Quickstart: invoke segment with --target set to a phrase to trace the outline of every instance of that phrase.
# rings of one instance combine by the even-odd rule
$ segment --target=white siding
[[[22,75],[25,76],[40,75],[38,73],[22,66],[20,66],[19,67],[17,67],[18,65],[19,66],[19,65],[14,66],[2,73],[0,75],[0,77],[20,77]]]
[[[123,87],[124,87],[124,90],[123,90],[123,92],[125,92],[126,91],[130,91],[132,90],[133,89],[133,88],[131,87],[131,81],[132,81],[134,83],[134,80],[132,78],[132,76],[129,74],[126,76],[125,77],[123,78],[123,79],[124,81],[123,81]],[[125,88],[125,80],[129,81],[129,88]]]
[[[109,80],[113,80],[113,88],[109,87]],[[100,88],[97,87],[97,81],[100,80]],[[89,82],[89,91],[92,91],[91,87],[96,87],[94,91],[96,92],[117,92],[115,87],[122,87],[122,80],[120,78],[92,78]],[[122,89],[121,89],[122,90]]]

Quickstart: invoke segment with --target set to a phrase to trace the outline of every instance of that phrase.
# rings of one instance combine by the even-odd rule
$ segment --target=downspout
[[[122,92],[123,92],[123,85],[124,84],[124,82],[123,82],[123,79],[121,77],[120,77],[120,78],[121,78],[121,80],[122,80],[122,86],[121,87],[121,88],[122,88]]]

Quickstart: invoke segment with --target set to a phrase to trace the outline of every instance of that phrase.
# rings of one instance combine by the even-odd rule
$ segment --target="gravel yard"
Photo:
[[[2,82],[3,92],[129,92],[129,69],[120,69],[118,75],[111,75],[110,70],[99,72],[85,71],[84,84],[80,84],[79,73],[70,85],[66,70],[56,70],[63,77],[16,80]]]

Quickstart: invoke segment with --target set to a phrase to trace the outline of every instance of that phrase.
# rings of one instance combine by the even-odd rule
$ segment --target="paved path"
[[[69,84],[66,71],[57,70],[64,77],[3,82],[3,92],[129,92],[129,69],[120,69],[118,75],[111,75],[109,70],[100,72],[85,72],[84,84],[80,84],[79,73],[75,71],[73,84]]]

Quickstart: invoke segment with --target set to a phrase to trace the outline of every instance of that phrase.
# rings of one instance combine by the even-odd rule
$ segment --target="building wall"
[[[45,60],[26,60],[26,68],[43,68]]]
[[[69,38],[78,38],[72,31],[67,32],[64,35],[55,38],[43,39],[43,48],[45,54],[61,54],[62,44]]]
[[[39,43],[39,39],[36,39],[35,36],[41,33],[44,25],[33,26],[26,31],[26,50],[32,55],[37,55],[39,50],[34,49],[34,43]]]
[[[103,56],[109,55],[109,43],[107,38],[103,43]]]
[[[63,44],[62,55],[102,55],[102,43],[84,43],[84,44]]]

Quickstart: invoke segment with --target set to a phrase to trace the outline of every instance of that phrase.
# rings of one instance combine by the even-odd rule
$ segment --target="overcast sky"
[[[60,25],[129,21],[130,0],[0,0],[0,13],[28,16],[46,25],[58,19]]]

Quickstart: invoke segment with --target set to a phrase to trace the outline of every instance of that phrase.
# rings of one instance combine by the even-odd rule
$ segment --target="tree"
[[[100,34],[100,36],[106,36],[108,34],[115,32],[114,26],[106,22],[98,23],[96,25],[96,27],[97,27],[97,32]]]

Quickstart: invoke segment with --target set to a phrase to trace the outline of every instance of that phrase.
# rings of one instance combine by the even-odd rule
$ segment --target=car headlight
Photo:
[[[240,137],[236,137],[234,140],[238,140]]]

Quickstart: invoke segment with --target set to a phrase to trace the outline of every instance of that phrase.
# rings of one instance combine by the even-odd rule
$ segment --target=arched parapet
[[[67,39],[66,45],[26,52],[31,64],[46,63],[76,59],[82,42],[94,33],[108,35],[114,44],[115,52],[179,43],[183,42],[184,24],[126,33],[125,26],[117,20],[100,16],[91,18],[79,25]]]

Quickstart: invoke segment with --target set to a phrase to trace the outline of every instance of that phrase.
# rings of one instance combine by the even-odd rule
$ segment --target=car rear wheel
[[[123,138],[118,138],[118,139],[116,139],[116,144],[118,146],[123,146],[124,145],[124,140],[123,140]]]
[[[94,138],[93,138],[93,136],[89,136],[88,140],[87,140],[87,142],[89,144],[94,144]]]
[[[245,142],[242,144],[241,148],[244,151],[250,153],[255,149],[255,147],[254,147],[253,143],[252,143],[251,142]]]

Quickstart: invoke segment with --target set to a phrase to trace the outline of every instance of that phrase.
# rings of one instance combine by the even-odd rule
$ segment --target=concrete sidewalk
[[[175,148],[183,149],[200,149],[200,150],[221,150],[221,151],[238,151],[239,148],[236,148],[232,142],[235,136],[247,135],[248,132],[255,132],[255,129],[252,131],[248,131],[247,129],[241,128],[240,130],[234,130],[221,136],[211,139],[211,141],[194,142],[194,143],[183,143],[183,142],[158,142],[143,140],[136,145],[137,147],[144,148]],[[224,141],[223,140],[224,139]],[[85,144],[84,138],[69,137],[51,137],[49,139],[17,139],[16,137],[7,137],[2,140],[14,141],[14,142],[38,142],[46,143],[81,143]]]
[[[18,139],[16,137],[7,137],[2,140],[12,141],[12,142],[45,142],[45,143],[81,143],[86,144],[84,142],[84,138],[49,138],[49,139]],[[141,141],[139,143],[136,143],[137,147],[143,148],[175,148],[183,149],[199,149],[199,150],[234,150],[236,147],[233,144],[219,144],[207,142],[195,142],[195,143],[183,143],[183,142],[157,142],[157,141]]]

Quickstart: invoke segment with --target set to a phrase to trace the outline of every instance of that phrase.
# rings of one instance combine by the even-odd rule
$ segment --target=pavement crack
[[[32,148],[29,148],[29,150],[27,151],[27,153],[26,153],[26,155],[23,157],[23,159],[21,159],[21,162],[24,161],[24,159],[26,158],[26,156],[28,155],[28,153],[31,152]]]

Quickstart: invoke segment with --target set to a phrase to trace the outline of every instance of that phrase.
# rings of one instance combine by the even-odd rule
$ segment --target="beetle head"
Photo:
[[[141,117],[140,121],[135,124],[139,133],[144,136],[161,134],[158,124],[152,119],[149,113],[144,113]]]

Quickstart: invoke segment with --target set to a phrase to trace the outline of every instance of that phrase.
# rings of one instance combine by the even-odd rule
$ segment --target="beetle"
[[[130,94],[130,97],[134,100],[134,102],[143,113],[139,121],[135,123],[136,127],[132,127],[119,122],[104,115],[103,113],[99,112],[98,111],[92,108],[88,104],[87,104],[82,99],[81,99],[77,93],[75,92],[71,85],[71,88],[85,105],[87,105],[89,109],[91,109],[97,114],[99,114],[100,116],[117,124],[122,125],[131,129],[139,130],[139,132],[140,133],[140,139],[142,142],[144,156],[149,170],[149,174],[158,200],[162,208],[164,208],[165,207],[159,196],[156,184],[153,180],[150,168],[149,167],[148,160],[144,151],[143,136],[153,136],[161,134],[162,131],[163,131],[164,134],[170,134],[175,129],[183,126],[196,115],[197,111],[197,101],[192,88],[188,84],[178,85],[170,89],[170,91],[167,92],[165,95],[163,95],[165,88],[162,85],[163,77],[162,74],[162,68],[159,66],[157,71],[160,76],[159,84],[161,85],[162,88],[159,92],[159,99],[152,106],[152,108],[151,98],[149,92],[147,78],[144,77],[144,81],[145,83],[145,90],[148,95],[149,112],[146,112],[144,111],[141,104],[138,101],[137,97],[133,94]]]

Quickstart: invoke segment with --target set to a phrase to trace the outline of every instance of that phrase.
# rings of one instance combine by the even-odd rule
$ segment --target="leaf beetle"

□ □ □ □ □

> _Requirement_:
Restate the data above exactly, keeping each word as it stands.

> _Written solution_:
Quickstart: invoke segment with --target set to a phrase to trace the outline of every instance of that phrase.
# rings of one instance combine by the even-odd rule
$ segment --target=white siding
[[[22,75],[25,76],[40,75],[38,73],[22,66],[20,66],[19,67],[17,67],[18,65],[19,66],[19,65],[14,66],[2,73],[0,75],[0,77],[20,77]]]
[[[123,87],[124,87],[124,90],[123,90],[123,92],[125,92],[126,91],[130,91],[132,90],[133,89],[133,88],[131,87],[131,81],[132,81],[134,83],[134,80],[132,78],[132,76],[129,74],[126,76],[125,77],[123,78],[123,79],[124,81],[123,81]],[[125,88],[125,80],[129,81],[129,88]]]
[[[109,80],[113,80],[113,88],[109,87]],[[100,88],[97,87],[97,81],[100,80]],[[89,82],[89,91],[92,91],[91,87],[96,87],[94,91],[96,92],[117,92],[115,87],[122,87],[122,80],[120,78],[92,78]],[[122,89],[121,89],[122,90]]]

Quickstart: invoke segment with --target set to a phrase to trace the outline of every instance of that phrase.
# rings of one instance combine by the even-odd rule
$ segment --target=downspout
[[[122,92],[123,92],[123,85],[124,84],[124,82],[123,82],[123,79],[121,77],[120,77],[120,78],[121,78],[121,80],[122,80],[122,86],[121,87],[121,88],[122,88]]]

Quickstart: invoke segment with --target set to a phrase to trace the outline of every instance of that phrase.
# rings of one instance combine by the even-odd rule
$ segment --target="gravel yard"
Photo:
[[[2,82],[3,92],[129,92],[129,69],[120,69],[118,75],[111,75],[110,70],[99,72],[85,71],[84,84],[80,84],[79,73],[70,85],[66,70],[56,70],[63,77],[16,80]]]

Quickstart: invoke segment with --target set to a phrase to trace the outline of every instance of that phrase.
# rings of one instance combine by the even-odd rule
$ segment --target="paved path"
[[[69,84],[66,71],[57,70],[64,77],[3,82],[3,92],[129,92],[129,69],[120,69],[118,75],[111,75],[109,70],[100,72],[85,72],[84,84],[80,84],[79,73],[75,71],[73,84]]]

Quickstart: invoke segment with --target set to a phrase to trace the outline of every instance of that phrase.
# rings of one instance combine by the even-odd rule
$ segment --target="building wall"
[[[45,60],[26,60],[26,68],[43,68]]]
[[[69,38],[78,38],[72,31],[67,32],[64,35],[55,38],[43,39],[43,48],[45,54],[61,54],[62,44]]]
[[[39,43],[39,39],[36,39],[35,36],[41,33],[44,25],[33,26],[26,31],[26,50],[32,55],[37,55],[39,50],[34,49],[34,43]]]
[[[103,56],[109,55],[109,43],[107,38],[103,43]]]
[[[63,44],[62,55],[102,55],[102,43],[84,43],[84,44]]]

Quickstart: invoke segment with --target set to a phrase to trace the outline of every instance of that phrase.
# rings of one instance combine by the even-odd rule
$ segment --target="overcast sky"
[[[60,25],[129,21],[130,0],[0,0],[0,13],[28,16],[46,25],[58,19]]]

Quickstart: invoke segment with --target set to a phrase to trace the outline of every instance of that phrase.
# rings of one instance combine by the even-odd rule
$ segment --target="tree"
[[[100,34],[100,36],[106,36],[108,34],[115,32],[114,26],[106,22],[98,23],[96,25],[96,27],[97,27],[97,32]]]

Quickstart: invoke segment with --target set to a phrase to trace the outline of every instance of that phrase.
# rings of one instance combine by the even-odd rule
$ segment --target=car headlight
Photo:
[[[240,137],[236,137],[234,140],[238,140]]]

Quickstart: invoke segment with --target set to a phrase to trace the outline of every instance of that phrase.
# rings of one instance combine by the even-odd rule
$ segment --target=arched parapet
[[[67,39],[66,45],[26,52],[31,64],[46,63],[76,59],[82,42],[94,33],[108,35],[114,44],[115,52],[179,43],[183,42],[184,24],[126,33],[125,26],[117,20],[100,16],[91,18],[79,25]]]

Quickstart: invoke segment with --target set to a phrase to trace the outline of every instance of that phrase.
# rings of one instance combine by the even-odd rule
$ segment --target=car rear wheel
[[[123,138],[118,138],[118,139],[116,139],[116,144],[118,146],[123,146],[124,145],[124,140],[123,140]]]
[[[94,138],[93,138],[93,136],[89,136],[88,140],[87,140],[87,142],[89,144],[94,144]]]
[[[245,142],[242,144],[241,148],[244,151],[250,153],[255,149],[255,147],[254,147],[253,143],[252,143],[251,142]]]

Quickstart: invoke segment with --target set to a phrase to trace the outline of every instance of that phrase.
# rings of one instance combine by the even-odd rule
$ segment --target=concrete sidewalk
[[[175,148],[183,149],[200,149],[200,150],[221,150],[221,151],[238,151],[239,148],[236,148],[232,142],[235,136],[247,135],[248,132],[255,132],[255,129],[252,131],[248,131],[247,129],[241,128],[240,130],[234,130],[221,136],[211,139],[211,141],[194,142],[194,143],[183,143],[183,142],[158,142],[143,140],[136,145],[137,147],[144,148]],[[224,141],[223,140],[224,139]],[[85,144],[84,138],[69,137],[51,137],[49,139],[17,139],[16,137],[7,137],[2,140],[14,141],[14,142],[38,142],[46,143],[81,143]]]
[[[18,139],[16,137],[7,137],[2,140],[12,141],[12,142],[45,142],[45,143],[81,143],[86,144],[84,142],[84,138],[49,138],[49,139]],[[141,141],[139,143],[136,143],[137,147],[143,148],[175,148],[183,149],[199,149],[199,150],[234,150],[236,147],[233,144],[219,144],[207,142],[195,142],[195,143],[183,143],[183,142],[157,142],[157,141]]]

Quickstart: invoke segment with --target set to a phrase to trace the outline of every instance of that phrase.
# rings of one instance combine by the even-odd rule
$ segment --target=pavement crack
[[[32,148],[29,148],[29,150],[27,151],[27,153],[26,153],[26,155],[23,157],[23,159],[21,159],[21,162],[24,161],[24,159],[26,158],[26,156],[28,155],[28,153],[31,152]]]

Quickstart: invoke segment with --target set to a phrase to trace the outline of every instance of that phrase.
# rings of one instance combine by the even-odd rule
$ segment --target="beetle head"
Photo:
[[[141,117],[140,121],[135,124],[139,133],[144,136],[161,134],[158,124],[152,119],[149,113],[144,113]]]

Quickstart: invoke segment with --target set to a phrase to trace the outline of every instance of that phrase.
# rings of one instance combine by the even-odd rule
$ segment --target="beetle"
[[[130,94],[130,97],[134,100],[134,102],[143,113],[139,121],[135,123],[136,127],[132,127],[119,122],[104,115],[103,113],[99,112],[98,111],[92,108],[88,104],[87,104],[82,99],[81,99],[77,93],[75,92],[71,85],[71,88],[85,105],[87,105],[89,109],[91,109],[97,114],[99,114],[100,116],[117,124],[122,125],[131,129],[139,130],[139,132],[140,133],[140,139],[142,142],[144,156],[149,170],[149,174],[158,200],[162,208],[164,208],[165,207],[159,196],[156,184],[153,180],[150,168],[149,167],[148,160],[144,151],[143,136],[153,136],[161,134],[162,131],[163,131],[164,134],[170,134],[175,129],[183,126],[196,115],[197,111],[197,101],[192,88],[188,84],[178,85],[170,89],[170,91],[167,92],[165,95],[163,95],[165,88],[162,85],[163,77],[162,74],[162,68],[159,66],[157,71],[160,76],[159,84],[161,85],[162,88],[159,92],[159,99],[152,106],[152,108],[151,98],[149,92],[147,78],[144,77],[144,81],[145,83],[145,90],[148,95],[149,112],[146,112],[144,111],[141,104],[138,101],[137,97],[133,94]]]

Quickstart: invoke segment with --target set to a phrase to trace the outline of every instance of that phrase.
# rings of one instance combine by the even-odd rule
$ segment --target="leaf beetle"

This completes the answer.